BEGIN SUPPLIED MATERIAL
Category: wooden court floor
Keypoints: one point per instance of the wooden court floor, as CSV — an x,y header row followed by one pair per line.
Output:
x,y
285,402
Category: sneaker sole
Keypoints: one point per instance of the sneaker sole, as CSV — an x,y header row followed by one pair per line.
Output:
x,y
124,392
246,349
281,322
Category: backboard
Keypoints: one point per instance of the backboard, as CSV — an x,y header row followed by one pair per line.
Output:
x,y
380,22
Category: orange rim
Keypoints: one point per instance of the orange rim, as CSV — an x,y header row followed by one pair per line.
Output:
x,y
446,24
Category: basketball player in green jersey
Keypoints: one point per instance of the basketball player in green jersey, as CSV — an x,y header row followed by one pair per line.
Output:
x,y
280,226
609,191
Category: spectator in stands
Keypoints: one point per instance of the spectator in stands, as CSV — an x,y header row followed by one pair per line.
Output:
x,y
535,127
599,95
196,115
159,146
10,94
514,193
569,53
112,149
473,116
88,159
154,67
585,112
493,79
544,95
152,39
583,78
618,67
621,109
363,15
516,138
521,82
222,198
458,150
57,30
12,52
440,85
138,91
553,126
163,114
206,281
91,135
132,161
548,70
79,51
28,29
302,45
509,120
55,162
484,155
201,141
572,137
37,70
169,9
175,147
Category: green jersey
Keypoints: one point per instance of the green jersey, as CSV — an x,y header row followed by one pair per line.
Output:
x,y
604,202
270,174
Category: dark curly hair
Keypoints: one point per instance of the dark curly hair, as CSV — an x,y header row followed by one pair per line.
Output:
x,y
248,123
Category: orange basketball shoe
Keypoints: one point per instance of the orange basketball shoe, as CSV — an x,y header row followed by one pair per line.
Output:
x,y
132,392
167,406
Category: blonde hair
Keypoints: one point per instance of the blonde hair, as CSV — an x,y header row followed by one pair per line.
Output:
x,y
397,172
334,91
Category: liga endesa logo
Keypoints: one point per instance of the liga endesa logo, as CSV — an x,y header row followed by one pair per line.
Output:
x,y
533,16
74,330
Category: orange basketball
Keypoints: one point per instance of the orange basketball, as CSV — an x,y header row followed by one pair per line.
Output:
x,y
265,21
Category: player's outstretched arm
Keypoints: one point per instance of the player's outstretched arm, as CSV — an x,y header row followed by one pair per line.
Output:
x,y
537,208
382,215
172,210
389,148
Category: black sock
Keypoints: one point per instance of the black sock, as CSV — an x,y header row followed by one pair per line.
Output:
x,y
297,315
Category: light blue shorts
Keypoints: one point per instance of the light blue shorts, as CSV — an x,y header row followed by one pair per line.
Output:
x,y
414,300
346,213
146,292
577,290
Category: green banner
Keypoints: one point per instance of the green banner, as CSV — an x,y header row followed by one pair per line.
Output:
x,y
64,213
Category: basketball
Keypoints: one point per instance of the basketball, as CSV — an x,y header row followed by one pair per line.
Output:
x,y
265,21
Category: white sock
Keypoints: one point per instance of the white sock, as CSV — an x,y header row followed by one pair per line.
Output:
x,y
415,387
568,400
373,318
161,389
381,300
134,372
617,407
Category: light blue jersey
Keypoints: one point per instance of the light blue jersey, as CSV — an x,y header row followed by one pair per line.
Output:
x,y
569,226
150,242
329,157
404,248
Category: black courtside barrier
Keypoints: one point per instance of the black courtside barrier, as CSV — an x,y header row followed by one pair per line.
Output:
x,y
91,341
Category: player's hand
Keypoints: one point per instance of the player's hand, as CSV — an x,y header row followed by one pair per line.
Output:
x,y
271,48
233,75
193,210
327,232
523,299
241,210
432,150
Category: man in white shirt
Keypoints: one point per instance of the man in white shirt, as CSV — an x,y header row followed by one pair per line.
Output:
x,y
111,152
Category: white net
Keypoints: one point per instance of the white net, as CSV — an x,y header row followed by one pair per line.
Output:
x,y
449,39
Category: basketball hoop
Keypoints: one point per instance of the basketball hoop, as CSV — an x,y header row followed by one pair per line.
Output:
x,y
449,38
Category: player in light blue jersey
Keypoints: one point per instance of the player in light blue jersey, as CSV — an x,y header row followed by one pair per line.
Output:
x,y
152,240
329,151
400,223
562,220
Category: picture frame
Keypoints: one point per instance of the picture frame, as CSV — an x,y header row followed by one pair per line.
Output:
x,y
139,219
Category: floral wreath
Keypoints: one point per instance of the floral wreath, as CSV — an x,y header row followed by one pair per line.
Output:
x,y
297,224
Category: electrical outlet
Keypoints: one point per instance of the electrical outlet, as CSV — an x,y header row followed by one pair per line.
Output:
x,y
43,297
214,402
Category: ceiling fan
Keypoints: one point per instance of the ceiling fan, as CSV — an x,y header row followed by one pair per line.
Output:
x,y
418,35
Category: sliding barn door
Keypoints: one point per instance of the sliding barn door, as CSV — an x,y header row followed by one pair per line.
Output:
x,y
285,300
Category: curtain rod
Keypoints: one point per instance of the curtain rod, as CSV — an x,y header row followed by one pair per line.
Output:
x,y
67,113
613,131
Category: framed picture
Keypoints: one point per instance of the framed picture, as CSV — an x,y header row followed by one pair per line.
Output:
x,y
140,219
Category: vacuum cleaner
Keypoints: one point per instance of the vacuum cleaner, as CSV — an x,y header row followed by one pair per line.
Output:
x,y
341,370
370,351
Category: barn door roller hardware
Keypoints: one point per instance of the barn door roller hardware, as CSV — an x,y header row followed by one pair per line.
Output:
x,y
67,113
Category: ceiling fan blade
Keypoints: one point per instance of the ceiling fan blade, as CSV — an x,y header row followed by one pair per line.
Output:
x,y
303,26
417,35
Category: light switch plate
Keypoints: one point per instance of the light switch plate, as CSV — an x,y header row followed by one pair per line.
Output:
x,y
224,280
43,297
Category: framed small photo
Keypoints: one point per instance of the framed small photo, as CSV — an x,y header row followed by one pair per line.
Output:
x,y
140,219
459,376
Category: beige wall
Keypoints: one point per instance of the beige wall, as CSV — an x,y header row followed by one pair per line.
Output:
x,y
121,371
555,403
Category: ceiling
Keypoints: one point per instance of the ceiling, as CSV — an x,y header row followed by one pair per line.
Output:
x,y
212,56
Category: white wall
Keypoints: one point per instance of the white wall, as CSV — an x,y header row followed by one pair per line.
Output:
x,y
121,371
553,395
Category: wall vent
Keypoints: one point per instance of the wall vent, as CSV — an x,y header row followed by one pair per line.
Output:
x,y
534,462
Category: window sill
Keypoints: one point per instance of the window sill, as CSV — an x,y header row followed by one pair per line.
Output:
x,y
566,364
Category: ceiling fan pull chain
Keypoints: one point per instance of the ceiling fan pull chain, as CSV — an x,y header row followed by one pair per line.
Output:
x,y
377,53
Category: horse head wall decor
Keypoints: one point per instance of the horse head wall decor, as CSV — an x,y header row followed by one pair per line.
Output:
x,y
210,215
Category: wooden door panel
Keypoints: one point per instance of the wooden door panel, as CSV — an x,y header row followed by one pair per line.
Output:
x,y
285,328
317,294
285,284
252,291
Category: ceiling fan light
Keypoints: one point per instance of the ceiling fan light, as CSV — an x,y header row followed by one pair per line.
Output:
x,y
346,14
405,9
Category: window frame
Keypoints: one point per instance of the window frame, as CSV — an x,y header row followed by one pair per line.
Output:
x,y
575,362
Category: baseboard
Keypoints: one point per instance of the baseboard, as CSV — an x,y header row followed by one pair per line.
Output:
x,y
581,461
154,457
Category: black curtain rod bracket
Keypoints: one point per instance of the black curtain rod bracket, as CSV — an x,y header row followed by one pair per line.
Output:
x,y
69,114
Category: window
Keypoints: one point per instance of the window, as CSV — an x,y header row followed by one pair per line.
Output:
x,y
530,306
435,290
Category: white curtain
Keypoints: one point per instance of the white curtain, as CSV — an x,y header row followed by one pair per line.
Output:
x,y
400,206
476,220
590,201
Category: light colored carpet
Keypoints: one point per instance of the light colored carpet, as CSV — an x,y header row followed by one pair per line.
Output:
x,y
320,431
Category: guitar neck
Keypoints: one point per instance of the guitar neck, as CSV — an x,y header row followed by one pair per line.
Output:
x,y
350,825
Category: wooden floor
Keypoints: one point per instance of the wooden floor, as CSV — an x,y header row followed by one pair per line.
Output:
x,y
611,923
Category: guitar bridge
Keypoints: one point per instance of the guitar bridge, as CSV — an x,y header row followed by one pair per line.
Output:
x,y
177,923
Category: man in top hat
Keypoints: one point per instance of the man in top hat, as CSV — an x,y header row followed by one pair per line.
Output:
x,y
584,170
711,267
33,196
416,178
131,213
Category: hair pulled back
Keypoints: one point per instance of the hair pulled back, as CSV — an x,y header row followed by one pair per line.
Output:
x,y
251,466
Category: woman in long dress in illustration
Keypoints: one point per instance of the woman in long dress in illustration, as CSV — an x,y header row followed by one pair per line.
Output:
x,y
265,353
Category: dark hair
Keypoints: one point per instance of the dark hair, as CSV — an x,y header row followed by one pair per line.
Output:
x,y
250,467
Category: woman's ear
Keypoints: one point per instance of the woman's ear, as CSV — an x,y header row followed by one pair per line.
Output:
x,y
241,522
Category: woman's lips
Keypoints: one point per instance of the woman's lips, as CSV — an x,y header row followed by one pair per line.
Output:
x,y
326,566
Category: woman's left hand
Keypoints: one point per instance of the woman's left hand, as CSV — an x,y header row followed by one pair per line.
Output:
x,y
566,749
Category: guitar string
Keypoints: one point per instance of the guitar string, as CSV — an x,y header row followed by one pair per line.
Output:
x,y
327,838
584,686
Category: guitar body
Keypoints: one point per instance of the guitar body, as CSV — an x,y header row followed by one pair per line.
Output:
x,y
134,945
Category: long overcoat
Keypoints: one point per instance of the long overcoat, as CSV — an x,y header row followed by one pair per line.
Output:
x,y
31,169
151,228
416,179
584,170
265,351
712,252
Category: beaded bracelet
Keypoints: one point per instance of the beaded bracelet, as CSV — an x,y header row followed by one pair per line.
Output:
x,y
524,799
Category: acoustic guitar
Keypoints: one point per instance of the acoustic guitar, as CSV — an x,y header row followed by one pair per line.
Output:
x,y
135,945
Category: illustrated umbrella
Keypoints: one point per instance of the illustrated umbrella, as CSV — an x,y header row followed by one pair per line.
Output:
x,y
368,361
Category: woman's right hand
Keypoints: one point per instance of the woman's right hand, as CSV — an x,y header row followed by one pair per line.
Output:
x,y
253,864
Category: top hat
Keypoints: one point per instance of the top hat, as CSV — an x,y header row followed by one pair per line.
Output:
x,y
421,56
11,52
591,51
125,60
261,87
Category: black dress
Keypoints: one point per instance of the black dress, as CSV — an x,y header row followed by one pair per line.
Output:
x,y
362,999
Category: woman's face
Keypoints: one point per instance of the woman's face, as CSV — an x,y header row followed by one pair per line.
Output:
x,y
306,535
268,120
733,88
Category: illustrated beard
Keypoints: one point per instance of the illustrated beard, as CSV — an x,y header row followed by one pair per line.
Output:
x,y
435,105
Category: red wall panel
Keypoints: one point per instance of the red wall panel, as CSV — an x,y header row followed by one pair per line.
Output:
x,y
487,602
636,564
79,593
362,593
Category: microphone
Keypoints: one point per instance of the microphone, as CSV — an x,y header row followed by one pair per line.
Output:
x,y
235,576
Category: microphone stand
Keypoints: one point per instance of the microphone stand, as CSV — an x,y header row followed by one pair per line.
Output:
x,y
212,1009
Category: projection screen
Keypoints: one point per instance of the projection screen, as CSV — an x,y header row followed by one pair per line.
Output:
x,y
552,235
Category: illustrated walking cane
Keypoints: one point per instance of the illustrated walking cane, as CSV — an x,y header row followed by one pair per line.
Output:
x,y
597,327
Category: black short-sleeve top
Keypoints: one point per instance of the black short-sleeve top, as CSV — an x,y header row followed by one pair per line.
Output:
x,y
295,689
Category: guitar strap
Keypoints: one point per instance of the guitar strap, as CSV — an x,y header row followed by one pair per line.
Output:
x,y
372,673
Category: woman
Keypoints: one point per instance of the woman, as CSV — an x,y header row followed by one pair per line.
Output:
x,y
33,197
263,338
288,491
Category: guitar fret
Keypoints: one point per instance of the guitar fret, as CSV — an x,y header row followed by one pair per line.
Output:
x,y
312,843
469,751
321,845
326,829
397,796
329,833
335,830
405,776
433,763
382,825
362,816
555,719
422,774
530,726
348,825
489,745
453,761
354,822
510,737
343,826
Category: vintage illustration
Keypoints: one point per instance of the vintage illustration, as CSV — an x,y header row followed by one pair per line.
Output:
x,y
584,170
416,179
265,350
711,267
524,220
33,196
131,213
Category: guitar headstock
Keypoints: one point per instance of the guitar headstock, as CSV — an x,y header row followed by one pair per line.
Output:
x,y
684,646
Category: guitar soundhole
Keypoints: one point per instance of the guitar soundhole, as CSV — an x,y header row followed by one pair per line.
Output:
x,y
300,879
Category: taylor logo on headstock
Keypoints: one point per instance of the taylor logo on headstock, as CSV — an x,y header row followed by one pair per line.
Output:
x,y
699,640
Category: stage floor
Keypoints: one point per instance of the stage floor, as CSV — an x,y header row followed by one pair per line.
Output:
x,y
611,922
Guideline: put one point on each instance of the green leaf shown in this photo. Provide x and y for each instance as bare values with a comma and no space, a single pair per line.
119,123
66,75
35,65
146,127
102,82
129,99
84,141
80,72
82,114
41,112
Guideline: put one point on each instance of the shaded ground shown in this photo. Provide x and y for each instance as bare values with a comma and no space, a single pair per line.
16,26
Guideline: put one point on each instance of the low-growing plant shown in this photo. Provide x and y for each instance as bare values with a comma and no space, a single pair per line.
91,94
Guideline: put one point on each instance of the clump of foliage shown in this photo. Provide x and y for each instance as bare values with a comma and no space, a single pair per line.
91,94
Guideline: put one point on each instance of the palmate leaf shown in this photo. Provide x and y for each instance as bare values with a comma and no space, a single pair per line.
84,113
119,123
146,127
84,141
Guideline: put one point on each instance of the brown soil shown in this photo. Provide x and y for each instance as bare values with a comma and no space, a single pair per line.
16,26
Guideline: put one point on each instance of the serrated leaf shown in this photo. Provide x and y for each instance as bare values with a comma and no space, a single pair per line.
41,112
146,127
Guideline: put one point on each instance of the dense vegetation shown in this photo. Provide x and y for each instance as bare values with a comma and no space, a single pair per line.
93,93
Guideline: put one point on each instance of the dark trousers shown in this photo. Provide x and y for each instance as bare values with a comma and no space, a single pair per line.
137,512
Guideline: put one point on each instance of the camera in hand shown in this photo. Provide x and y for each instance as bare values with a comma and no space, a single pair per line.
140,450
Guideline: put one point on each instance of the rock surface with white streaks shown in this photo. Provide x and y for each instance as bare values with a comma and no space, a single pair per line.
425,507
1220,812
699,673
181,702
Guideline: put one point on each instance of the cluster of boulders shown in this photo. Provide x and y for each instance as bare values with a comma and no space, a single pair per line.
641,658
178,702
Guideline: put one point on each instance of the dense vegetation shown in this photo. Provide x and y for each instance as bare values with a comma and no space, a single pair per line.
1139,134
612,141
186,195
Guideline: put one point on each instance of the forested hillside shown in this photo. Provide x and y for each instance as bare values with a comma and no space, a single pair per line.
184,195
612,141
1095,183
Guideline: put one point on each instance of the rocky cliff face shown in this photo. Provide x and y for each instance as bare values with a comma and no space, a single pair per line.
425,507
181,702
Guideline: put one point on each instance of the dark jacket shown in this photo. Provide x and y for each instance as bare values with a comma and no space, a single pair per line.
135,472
END SUPPLIED MATERIAL
Repeat, with no changes, each line from the one with "Guideline: put one point on each instance of the forested" to the end of the listing, including both ends and nothing else.

• [ANSWER FOR THIS EXERCISE]:
Guideline: put one point on each instance of the forested hillside shown in this photo. Provide x and y for each instance as bare values with a comma and no space, a single pair per line.
184,195
612,141
1095,183
Guideline: put one point on each instance of the rocky cliff face shown in this photo. Provide x and y for each instance as bare values with a comma and no space, a single pair per line.
425,507
181,702
Guideline: put one point on each instance of the dark jacket shown in this photo. Provide x and y for each instance as bare values with a comma and no space, a single pair per line.
135,472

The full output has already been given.